▶ [Supplied information]

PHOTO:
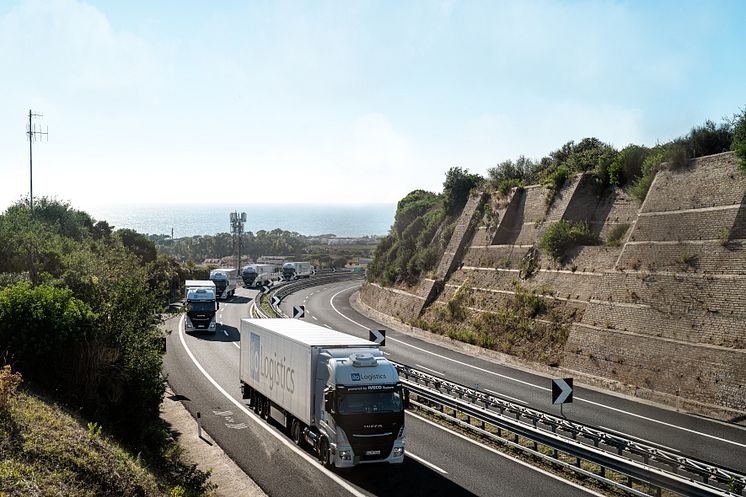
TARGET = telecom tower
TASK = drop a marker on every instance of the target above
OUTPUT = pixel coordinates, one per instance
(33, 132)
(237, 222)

...

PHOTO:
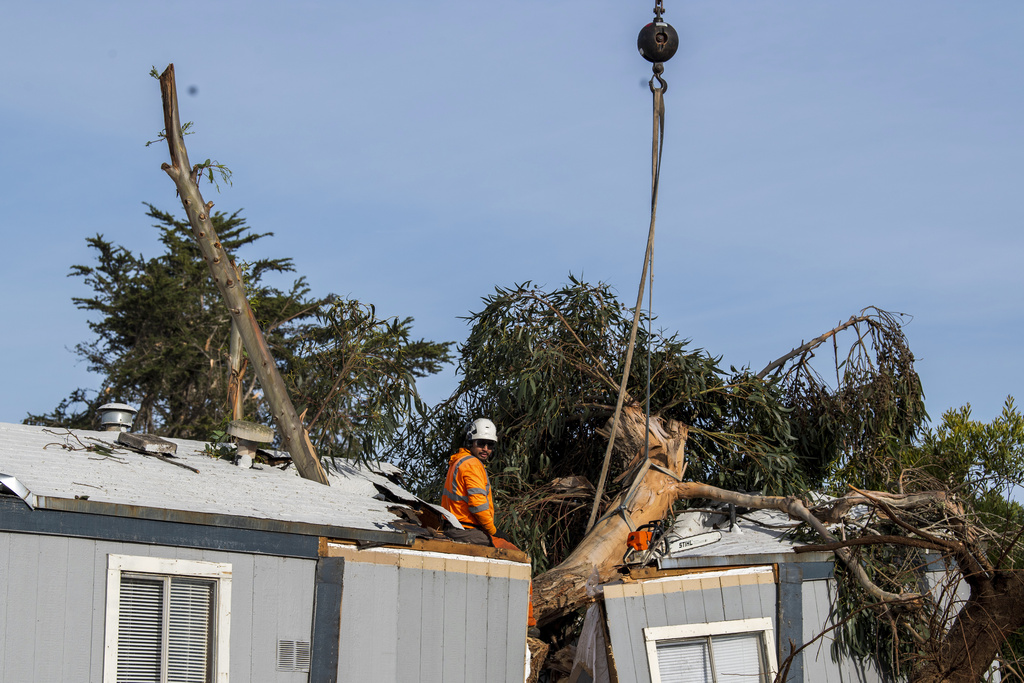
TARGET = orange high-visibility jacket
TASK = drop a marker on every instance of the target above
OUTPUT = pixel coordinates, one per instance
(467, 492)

--

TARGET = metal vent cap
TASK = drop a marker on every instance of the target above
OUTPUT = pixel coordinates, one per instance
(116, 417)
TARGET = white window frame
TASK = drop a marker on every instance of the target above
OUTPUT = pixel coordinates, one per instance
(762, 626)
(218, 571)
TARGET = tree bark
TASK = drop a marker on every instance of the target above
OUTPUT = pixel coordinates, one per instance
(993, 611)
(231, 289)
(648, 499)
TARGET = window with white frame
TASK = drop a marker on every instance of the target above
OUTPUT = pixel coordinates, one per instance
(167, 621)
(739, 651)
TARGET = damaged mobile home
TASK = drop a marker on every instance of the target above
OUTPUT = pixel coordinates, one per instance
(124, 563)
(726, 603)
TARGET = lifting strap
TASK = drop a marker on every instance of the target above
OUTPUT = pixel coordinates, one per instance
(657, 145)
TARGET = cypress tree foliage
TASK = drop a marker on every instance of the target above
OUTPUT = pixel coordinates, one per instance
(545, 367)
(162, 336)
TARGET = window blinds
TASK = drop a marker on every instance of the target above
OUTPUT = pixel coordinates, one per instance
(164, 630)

▶ [To do] List each line above that contains the string "window". Case counts.

▶ [Answer to the task]
TARGET = white window frame
TARGET = window with white frame
TARGET = window blinds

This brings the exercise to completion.